* _Your objective_:
Carry on the page text about hiring a first VP of Engineering at a clinical-grade AI company, starting right after its final sentence.

* _Page text_:
-- Opening Marker --
The first VP of Engineering sets the ceiling on everything the company builds after them. They choose the architecture, the bar for what ships, and the people who will fill the team beneath them. In a consumer company, a bad version of this hire costs you a slow quarter. In a clinical-grade AI company, a bad version of this hire costs you a finding in your first audit, a model that fails quietly in production, and a year spent rebuilding trust you did not know you had spent.
The trouble is that the resume that looks best is often the wrong one. The most decorated candidates come from places where scale was the whole game: billions of requests, famous products, teams that moved fast because nothing they shipped could hurt anyone. That experience is real, and it is not the experience you need. You need someone who has built where errors have consequences, where the question is not only does it work but can you prove it worked, and prove it later, to someone whose job is to doubt you.
This is the hire founders most often get wrong, because the failure mode is invisible at the offer stage. Brilliance interviews well. Scar tissue does not announce itself. You have to go looking for it.
The profile that actually fits
The candidate you want has scaled a platform team inside a regulated environment: health, finance, safety-critical infrastructure, somewhere the regulator was a real presence rather than a slide. They have shipped ML or LLM systems into production where a wrong output had a clinical or compliance consequence, and they have lived with the aftermath of one. They can speak to an audit trail without being prompted: how a decision the system made gets reconstructed months later, who can see what, and what evidence exists that the model in production was the model that was validated.
-- Closing Marker --
* _Supplied information_:
-- Opening Marker --
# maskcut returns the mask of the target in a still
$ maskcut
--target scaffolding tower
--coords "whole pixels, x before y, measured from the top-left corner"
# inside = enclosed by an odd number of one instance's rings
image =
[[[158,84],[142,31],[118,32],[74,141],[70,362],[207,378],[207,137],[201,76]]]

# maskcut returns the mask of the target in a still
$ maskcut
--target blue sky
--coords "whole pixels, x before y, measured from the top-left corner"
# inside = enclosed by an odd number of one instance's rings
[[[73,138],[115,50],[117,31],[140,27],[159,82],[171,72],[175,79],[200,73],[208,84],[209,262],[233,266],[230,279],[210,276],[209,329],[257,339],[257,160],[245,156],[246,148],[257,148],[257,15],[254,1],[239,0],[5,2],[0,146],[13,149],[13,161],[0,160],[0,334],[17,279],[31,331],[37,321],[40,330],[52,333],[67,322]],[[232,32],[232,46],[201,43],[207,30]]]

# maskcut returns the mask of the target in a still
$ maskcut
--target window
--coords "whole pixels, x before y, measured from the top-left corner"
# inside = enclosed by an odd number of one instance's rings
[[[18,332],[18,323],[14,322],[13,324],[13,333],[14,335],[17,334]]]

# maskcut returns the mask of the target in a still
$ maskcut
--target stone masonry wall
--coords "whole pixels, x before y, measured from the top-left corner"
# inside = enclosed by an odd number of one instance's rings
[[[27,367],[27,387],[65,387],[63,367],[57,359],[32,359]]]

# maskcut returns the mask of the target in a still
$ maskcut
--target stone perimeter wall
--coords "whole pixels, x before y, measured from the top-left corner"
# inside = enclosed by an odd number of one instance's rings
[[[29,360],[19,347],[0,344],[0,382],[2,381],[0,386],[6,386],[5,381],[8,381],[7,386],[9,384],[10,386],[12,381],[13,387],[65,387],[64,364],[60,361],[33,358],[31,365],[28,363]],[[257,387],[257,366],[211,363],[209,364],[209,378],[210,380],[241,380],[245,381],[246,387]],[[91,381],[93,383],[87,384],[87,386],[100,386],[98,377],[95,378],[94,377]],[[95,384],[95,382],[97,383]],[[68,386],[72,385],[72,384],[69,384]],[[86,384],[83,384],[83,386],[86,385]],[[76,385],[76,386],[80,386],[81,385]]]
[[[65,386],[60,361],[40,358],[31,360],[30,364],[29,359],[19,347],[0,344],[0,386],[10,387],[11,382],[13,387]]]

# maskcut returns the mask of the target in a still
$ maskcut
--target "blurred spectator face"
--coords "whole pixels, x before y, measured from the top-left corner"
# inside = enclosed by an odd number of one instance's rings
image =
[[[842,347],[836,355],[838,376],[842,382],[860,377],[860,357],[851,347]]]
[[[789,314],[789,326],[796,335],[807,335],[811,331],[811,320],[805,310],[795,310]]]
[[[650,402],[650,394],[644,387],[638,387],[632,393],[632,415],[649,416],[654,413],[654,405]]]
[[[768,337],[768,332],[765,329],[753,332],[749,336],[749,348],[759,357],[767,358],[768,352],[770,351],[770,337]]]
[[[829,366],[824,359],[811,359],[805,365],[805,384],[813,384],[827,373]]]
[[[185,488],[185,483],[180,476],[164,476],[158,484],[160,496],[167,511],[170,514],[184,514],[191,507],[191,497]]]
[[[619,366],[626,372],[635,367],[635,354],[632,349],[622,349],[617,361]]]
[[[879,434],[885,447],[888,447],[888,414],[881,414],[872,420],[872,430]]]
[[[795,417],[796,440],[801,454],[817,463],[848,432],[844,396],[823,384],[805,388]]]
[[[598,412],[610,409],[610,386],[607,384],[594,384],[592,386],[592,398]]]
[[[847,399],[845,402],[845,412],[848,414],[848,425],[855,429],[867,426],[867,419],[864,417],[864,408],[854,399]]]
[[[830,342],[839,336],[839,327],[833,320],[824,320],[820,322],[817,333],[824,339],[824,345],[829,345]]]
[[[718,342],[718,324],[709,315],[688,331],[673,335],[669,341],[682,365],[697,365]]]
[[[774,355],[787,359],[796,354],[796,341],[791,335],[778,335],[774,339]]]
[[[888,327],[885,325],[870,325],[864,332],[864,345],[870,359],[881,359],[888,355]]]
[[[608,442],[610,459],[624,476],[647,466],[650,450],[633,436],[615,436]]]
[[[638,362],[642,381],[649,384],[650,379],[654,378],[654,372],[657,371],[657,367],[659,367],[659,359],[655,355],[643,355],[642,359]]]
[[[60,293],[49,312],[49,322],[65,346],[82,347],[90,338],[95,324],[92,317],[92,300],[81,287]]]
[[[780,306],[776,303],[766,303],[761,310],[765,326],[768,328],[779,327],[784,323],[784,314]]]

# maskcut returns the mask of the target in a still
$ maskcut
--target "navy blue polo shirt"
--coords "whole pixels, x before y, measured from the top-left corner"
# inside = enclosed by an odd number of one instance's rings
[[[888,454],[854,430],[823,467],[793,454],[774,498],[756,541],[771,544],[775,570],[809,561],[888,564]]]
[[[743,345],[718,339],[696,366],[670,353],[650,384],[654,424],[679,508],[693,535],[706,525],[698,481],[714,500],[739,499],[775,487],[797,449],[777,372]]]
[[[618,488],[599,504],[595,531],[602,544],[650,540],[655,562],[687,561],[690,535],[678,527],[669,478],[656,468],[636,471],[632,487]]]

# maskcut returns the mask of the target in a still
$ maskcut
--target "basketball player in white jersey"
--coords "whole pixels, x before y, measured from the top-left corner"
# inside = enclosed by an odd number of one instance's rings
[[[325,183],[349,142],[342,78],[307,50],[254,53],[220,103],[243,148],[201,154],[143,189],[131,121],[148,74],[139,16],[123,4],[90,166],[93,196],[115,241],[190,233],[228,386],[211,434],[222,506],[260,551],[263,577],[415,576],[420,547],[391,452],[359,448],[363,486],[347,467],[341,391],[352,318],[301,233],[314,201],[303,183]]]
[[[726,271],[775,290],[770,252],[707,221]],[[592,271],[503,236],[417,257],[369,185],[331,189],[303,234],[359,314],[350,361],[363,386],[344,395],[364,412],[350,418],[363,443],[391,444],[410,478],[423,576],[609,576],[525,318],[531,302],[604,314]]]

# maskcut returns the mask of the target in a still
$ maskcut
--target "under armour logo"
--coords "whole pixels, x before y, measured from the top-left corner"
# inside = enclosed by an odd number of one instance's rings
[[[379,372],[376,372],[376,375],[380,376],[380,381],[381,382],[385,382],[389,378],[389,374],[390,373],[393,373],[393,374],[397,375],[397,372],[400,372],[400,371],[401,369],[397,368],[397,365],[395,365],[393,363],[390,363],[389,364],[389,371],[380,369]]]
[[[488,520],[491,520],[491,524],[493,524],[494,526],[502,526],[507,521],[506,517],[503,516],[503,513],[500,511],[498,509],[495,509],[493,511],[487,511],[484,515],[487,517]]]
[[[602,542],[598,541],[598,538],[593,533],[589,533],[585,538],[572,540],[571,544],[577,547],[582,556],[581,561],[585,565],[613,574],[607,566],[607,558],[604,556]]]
-- Closing Marker --
-- Opening Marker --
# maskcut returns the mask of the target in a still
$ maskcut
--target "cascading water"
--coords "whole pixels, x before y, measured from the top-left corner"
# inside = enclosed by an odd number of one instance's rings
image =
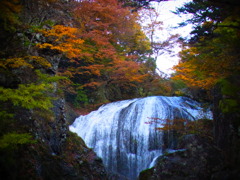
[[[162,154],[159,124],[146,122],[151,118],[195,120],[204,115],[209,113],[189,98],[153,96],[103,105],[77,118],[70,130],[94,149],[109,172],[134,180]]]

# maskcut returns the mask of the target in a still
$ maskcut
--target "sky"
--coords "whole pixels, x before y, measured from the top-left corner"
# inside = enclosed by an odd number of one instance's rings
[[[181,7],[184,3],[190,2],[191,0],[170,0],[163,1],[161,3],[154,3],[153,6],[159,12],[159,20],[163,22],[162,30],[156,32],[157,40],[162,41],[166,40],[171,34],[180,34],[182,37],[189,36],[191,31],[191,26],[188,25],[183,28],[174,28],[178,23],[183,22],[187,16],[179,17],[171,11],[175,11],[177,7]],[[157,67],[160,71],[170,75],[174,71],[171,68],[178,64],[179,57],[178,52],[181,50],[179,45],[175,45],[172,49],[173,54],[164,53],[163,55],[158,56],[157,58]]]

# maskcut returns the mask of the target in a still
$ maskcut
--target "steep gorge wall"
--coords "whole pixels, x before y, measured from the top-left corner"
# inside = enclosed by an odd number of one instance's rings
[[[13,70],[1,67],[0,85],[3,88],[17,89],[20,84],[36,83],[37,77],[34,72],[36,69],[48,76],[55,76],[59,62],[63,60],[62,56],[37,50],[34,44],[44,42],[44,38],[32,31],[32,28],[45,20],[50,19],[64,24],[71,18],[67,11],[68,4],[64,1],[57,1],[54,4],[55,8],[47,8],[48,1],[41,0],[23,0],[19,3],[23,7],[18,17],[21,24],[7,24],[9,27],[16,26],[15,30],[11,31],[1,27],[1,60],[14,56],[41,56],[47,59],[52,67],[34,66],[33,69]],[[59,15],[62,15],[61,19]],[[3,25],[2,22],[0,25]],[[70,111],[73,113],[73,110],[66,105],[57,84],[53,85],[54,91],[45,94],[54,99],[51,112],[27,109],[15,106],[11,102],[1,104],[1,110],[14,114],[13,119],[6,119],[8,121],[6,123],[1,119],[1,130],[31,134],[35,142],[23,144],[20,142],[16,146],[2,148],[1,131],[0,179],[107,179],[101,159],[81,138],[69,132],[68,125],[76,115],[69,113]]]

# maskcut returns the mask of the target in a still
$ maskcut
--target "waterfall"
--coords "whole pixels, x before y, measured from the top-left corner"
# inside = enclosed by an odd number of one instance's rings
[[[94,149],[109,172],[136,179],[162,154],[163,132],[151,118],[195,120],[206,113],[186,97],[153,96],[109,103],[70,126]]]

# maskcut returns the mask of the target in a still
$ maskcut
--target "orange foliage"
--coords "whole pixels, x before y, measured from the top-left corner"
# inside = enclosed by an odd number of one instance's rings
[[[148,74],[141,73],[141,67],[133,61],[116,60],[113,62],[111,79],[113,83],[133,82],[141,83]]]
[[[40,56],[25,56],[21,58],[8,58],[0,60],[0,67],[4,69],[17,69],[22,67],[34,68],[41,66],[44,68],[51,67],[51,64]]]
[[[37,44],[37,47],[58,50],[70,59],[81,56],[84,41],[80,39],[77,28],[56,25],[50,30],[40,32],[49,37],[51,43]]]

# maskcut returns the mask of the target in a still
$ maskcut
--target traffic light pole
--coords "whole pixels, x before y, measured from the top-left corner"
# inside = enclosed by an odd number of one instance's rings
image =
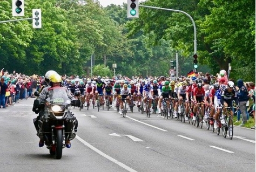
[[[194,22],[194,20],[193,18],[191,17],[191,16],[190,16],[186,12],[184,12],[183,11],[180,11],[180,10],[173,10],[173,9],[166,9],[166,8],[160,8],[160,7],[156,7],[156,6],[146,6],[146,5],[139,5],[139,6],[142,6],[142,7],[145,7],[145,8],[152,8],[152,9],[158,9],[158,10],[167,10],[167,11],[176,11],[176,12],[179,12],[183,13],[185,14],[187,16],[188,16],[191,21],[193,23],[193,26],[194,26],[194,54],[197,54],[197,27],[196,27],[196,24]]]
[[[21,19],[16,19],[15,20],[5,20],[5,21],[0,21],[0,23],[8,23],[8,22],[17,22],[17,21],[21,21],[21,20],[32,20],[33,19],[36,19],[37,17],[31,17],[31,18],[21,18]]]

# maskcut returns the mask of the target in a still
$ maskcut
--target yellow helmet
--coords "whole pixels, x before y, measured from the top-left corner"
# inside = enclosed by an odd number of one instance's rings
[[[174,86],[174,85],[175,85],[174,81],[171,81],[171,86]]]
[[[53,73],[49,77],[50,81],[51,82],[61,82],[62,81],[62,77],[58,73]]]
-- Closing Marker --
* _Reply to the task_:
Note what is not on that list. Raw technical brilliance is necessary but it is table stakes, not the differentiator. The differentiator is judgment formed under constraint: having had to slow down, document, and defend, and having learned to do it without losing the team's speed entirely. That judgment is hard to teach and harder to fake. It is the thing you are hiring for.
The mis-hire to fear
The classic mis-hire is the brilliant consumer-scale engineer who has never met a compliance officer. They are genuinely excellent. They have shipped things you admire. And the first time someone tells them the model cannot go out until it has been validated against a frozen test set, with the results signed off and stored, they treat the requirement as friction to be routed around rather than the job itself. They optimize for velocity because velocity is the only thing they have ever been rewarded for.
In a clinical context, that instinct is a structural risk. It compounds quietly, and it points the whole team at the wrong reward. The whole point of the role is to carry velocity and validation at once, and a leader who has only ever carried one will pull the team toward the one they know. You will not see it in the first month. You will see it in the first incident.
Velocity is a habit, and so is the discipline that contains it. You are hiring for whichever one the candidate built first.
What to probe in the interview
Do not ask whether they value compliance. Everyone values compliance in an interview. Ask for the stories, and listen for whether the stories have texture: specific decisions, named tradeoffs, consequences they had to own. A candidate who has really done this will not need to be coached toward the hard parts. They will go there on their own, because the hard parts are where the lessons live.
- Walk me through a production incident with a model you shipped. What failed, how did you find out, and how long was it wrong before you knew?
- Tell me about a time you rolled back a model. What was the trigger, who made the call, and what did you wish you had instrumented beforehand?
- Describe a release where validation told you to wait and the business wanted to ship. How did that conversation go, and what did you decide?
- If a regulator asked you to reconstruct a specific decision the system made six months ago, what would you pull, and would it be enough?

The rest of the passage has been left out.